==== Entries supplied
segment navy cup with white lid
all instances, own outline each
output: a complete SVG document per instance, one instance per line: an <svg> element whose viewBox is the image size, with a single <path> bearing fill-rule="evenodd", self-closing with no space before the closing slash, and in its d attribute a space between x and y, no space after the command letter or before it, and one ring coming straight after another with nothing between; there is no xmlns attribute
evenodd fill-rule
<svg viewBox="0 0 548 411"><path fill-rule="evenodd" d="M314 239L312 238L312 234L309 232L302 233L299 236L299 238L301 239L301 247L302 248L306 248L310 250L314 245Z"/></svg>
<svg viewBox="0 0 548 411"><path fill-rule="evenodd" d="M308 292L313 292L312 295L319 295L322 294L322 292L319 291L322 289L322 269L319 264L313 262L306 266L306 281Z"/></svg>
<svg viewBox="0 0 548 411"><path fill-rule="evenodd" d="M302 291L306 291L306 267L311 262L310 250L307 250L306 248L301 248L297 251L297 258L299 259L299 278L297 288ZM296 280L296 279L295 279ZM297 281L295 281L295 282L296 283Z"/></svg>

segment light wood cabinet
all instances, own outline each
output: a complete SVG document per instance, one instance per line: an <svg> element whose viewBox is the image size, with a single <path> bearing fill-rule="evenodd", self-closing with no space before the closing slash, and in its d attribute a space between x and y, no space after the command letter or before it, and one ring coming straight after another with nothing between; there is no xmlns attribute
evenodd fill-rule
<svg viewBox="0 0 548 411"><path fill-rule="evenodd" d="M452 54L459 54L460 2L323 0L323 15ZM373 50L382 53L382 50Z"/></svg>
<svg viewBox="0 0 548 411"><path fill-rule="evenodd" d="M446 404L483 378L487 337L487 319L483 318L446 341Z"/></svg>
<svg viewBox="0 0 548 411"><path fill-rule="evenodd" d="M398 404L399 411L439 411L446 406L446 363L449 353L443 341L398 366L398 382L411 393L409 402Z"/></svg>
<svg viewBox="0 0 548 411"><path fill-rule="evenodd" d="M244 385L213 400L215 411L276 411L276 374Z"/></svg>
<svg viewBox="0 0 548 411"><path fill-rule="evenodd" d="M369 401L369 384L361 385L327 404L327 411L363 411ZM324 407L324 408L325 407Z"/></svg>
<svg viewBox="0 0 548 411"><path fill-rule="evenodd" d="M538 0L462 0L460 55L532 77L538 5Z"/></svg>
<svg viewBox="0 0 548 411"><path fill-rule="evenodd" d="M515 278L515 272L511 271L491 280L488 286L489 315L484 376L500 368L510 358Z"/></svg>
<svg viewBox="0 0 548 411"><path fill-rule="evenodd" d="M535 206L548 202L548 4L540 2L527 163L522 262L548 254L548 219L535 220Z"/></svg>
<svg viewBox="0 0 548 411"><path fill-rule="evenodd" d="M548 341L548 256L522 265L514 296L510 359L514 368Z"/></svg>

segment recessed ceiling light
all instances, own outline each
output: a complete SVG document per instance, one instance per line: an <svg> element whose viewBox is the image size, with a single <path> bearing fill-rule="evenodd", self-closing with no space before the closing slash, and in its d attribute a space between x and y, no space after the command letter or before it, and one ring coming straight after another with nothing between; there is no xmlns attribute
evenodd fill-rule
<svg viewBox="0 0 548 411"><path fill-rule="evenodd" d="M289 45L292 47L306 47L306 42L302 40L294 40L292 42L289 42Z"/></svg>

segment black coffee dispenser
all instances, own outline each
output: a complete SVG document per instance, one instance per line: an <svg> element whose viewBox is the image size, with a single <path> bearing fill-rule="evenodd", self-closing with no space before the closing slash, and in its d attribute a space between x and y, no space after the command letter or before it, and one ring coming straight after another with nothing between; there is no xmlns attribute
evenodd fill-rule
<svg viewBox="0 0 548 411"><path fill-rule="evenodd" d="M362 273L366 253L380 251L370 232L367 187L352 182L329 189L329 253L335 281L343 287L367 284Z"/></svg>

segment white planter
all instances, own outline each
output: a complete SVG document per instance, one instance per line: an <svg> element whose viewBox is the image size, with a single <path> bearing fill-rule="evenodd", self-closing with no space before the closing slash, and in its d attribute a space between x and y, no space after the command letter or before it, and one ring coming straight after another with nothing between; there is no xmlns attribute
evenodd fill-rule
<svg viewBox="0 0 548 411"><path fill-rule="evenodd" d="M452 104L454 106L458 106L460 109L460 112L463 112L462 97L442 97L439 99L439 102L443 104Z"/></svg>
========
**Requirements:** Reproduce all of the stored data above line for line, without changing anything.

**Complete output:**
segment navy cup with white lid
all instances, own outline each
output: a complete SVG document per instance, one instance per line: an <svg> element whose viewBox is the image size, with a single <path> bearing fill-rule="evenodd", self-closing with no space before the closing slash, and in its d attribute a space between x and y, no space after the command letter or before it, and one ring coming straight after another with nothing between; there is no xmlns attribute
evenodd fill-rule
<svg viewBox="0 0 548 411"><path fill-rule="evenodd" d="M314 239L312 238L312 234L309 232L302 233L299 236L299 238L301 239L301 247L302 248L306 248L310 250L314 245Z"/></svg>
<svg viewBox="0 0 548 411"><path fill-rule="evenodd" d="M308 292L313 292L312 295L319 295L322 294L322 292L319 291L322 289L322 269L319 264L313 262L306 266L306 281Z"/></svg>
<svg viewBox="0 0 548 411"><path fill-rule="evenodd" d="M302 291L306 291L306 267L311 262L310 250L307 250L306 248L301 248L297 251L297 258L299 259L299 278L297 288ZM296 280L296 279L295 279ZM297 281L295 281L295 282L296 283Z"/></svg>

segment light wood cabinet
all instances, own outline each
output: a complete SVG document per instance, one instance per line: an <svg> element whose viewBox is the image size, with a single <path> bearing fill-rule="evenodd", self-closing with no space before the closing slash, and in its d attribute a space between x and y, no space after the command letter or before it, and one ring coming straight after another with nothing between; there is no xmlns attribute
evenodd fill-rule
<svg viewBox="0 0 548 411"><path fill-rule="evenodd" d="M452 54L459 54L460 2L323 0L323 15ZM373 50L382 53L382 50Z"/></svg>
<svg viewBox="0 0 548 411"><path fill-rule="evenodd" d="M446 404L483 378L487 337L487 319L483 318L446 341Z"/></svg>
<svg viewBox="0 0 548 411"><path fill-rule="evenodd" d="M398 404L399 411L439 411L446 406L446 363L449 353L443 341L398 366L398 382L411 393L409 402Z"/></svg>
<svg viewBox="0 0 548 411"><path fill-rule="evenodd" d="M244 385L213 400L215 411L276 411L276 374Z"/></svg>
<svg viewBox="0 0 548 411"><path fill-rule="evenodd" d="M369 401L369 384L361 385L327 404L327 411L363 411ZM324 407L324 408L325 407Z"/></svg>
<svg viewBox="0 0 548 411"><path fill-rule="evenodd" d="M538 0L462 0L460 55L532 77L538 5Z"/></svg>
<svg viewBox="0 0 548 411"><path fill-rule="evenodd" d="M515 278L515 272L511 271L491 280L488 286L489 315L484 376L500 368L510 358Z"/></svg>
<svg viewBox="0 0 548 411"><path fill-rule="evenodd" d="M535 206L548 202L548 4L540 2L527 163L522 262L548 254L548 219L535 220Z"/></svg>
<svg viewBox="0 0 548 411"><path fill-rule="evenodd" d="M548 341L548 256L522 265L514 296L510 359L514 368Z"/></svg>

segment recessed ceiling light
all instances, own outline each
output: a complete SVG document per instance, one instance per line: an <svg> element whose viewBox is the image size, with a single <path> bearing fill-rule="evenodd", self-closing with no space before the closing slash, and in its d attribute a space between x and y, no space after the command letter or before it, and one ring coming straight after another with nothing between; there is no xmlns attribute
evenodd fill-rule
<svg viewBox="0 0 548 411"><path fill-rule="evenodd" d="M289 45L292 47L306 47L306 42L302 40L294 40L292 42L289 42Z"/></svg>

segment black coffee dispenser
all instances, own outline each
output: a complete SVG document per instance, one instance per line: an <svg> element whose viewBox is the image size, with a single <path> bearing fill-rule="evenodd", self-closing with no space before the closing slash, and in its d attribute a space between x and y, no space after the command letter or before it, and one ring coming straight after another with nothing between; there is no xmlns attribute
evenodd fill-rule
<svg viewBox="0 0 548 411"><path fill-rule="evenodd" d="M362 273L366 253L380 251L370 232L367 187L352 182L329 189L329 253L335 281L343 287L367 284Z"/></svg>

segment white planter
all instances, own outline each
output: a complete SVG document per instance, one instance per line: an <svg> element whose viewBox is the image size, with a single <path> bearing fill-rule="evenodd", self-closing with no space before the closing slash, and in its d attribute a space between x and y, no space after the command letter or before it, and one ring coming straight after another with nothing between; there is no xmlns attribute
evenodd fill-rule
<svg viewBox="0 0 548 411"><path fill-rule="evenodd" d="M452 104L454 106L458 106L460 109L460 112L463 112L462 97L442 97L439 99L439 102L443 104Z"/></svg>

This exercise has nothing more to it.